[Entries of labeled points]
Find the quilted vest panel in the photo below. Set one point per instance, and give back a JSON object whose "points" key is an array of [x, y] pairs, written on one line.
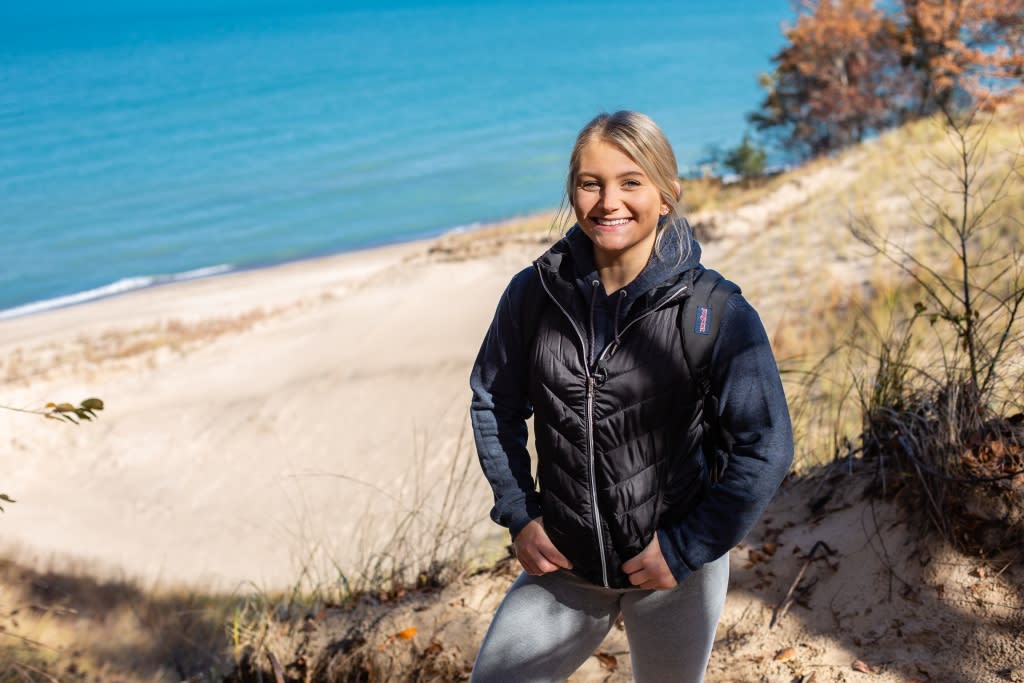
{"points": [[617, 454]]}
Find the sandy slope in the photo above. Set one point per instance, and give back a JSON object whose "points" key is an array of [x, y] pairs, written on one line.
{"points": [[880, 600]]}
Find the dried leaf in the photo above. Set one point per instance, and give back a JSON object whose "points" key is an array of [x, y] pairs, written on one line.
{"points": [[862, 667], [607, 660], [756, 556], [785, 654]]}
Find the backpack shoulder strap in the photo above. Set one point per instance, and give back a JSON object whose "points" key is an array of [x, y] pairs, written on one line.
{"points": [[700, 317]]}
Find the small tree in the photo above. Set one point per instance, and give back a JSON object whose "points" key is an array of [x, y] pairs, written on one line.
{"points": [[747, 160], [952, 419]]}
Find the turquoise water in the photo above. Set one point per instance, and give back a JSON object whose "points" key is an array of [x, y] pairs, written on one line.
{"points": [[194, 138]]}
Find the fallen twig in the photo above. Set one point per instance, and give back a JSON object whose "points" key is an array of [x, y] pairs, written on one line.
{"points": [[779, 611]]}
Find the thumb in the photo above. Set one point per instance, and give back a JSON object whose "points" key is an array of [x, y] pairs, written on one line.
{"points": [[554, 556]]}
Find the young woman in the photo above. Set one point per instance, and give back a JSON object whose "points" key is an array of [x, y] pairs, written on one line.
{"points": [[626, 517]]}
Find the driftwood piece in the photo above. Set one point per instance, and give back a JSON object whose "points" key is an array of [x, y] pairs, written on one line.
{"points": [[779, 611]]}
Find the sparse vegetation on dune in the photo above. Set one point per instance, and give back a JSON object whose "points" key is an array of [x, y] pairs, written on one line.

CHALLENGE: Rewrite the entries from the line that has "Find the thumb" through the end of the entries, renaming "driftwood piece" to "driftwood log" and leaving everything else unchanged.

OUTPUT BELOW:
Find the thumb in the photo above. Set one point per instance, and give back a JSON object whose "points" key is an array of [x, y] pairs, written on one line.
{"points": [[554, 556]]}
Find the young woman in the photo above. Set one point per instance, and give back a JSON object whose "points" key is an array of [x, y] pairs, written on one line.
{"points": [[626, 517]]}
Find the driftwood log in the photo above. Set one point per instance, and give back a JSON object whose "points" key is an array of [x, y] pairs, written on one line.
{"points": [[779, 611]]}
Find the sparse vegetation on dune in the photo above. Set one point per instance, and give back a JSON object whose "points" key is an array of [x, y] pairs, written on one line.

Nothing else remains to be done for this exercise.